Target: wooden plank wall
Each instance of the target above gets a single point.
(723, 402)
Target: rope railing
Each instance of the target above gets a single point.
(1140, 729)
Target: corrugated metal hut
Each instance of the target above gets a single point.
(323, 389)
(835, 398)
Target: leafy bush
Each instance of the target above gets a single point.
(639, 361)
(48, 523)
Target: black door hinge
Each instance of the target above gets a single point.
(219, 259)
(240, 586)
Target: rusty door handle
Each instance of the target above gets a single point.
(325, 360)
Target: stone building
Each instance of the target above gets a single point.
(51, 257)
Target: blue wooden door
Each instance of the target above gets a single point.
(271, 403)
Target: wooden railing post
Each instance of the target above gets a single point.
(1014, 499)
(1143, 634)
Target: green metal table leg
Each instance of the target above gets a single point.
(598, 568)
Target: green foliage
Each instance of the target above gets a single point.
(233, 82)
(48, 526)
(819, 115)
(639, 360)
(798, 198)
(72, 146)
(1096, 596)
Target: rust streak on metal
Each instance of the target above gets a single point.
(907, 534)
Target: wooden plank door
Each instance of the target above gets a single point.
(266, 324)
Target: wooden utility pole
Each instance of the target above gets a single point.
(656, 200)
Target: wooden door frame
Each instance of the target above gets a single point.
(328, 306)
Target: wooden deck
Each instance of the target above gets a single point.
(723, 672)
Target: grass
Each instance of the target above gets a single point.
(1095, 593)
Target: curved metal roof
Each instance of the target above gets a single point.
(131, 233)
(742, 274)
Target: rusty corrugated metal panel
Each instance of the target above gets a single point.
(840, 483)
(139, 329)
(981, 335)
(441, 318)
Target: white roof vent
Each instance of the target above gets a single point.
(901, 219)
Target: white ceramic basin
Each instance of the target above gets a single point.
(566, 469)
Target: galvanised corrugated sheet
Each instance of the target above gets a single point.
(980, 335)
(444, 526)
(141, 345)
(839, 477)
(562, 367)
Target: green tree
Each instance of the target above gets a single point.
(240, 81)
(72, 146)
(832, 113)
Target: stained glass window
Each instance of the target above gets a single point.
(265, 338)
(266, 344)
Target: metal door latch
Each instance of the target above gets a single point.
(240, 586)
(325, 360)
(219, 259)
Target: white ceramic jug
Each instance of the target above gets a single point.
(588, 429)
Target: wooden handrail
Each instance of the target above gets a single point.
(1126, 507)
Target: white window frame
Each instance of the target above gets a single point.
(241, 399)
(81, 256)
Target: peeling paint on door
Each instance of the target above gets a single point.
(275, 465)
● ● ● ● ● ● ●
### DIRECTIONS FOR THIS TASK
Please return, exactly as written, the line containing "Target: green tree" and every line after it through the end of the records above, and nothing else.

### WRITTEN ANSWER
Target: green tree
Each instance of the target above gets a single point.
(240, 81)
(72, 146)
(832, 113)
Target: stained glass window
Each instance of the target above gets a single point.
(265, 338)
(266, 344)
Target: metal door latch
Each instance of the target above gets a single point.
(240, 586)
(325, 360)
(219, 259)
Target: white ceramic jug
Each instance of the target above gets a single point.
(588, 429)
Target: wooden handrail
Each instance of the target above gets a single point.
(1126, 507)
Target: white window frame
Each instance of the target above gets a single point.
(241, 399)
(81, 256)
Target: peeling paint on door
Each instance of the target above gets a single point.
(275, 465)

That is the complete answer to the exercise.